"Crypto-Party" rüttelt wach: NSA-Opfer Hahn gibt Tipps

14.7.2014, 06:00 Uhr
Privatsphäre und Anonymität im Internet - darum geht es dem Erlanger Studenten Sebastian Hahn.

© Screenshot ARD Privatsphäre und Anonymität im Internet - darum geht es dem Erlanger Studenten Sebastian Hahn.

Eher unfreiwillig ist Hahn mittlerweile eine kleine Berühmtheit. Besonders an der Friedrich-Alexander-Universität Erlangen-Nürnberg (FAU), an der er Informatik studiert, ist er wohl den meisten ein Begriff. Ihm selbst ist der – vor allem mediale – Rummel um seine Person zuwider; das wurde bei der „Crypto-Party“ am Samstag auf dem Südgelände der FAU schnell deutlich.

Lieber lenkte er die Aufmerksamkeit auf die eigentliche Sache: Privatsphäre und Anonymität im Internet. Dass das Thema dabei so aktuell und brisant wie nie zuvor ist, zeigte der übervolle Seminarraum. Hier tauschten sich die etwa hundert Interessierten aus allen Fachrichtungen aus und probierten das neu Gelernte an ihren mitgebrachten Laptops. Klimpernde Tastaturen und kryptische Zeichen auf den Bildschirmen prägten das Bild. Das ist typisch für die Party der etwas anderen Art, die in Erlangen bereits zum zweiten Mal von den Studenten der Fachschaftsinitiative Informatik organisiert wurde.

• **ERFASSTE DATEN**
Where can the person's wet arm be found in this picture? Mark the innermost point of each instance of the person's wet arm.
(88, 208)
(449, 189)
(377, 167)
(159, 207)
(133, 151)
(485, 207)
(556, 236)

• **AUFGABE**
Welches Fach studiert Sebastian Hahn laut dem Textauszug an der Friedrich-Alexander-Universität Erlangen-Nürnberg? Die Einträge haben mit dem Textauszug nichts zu tun.

• **LÖSUNG**
Informatik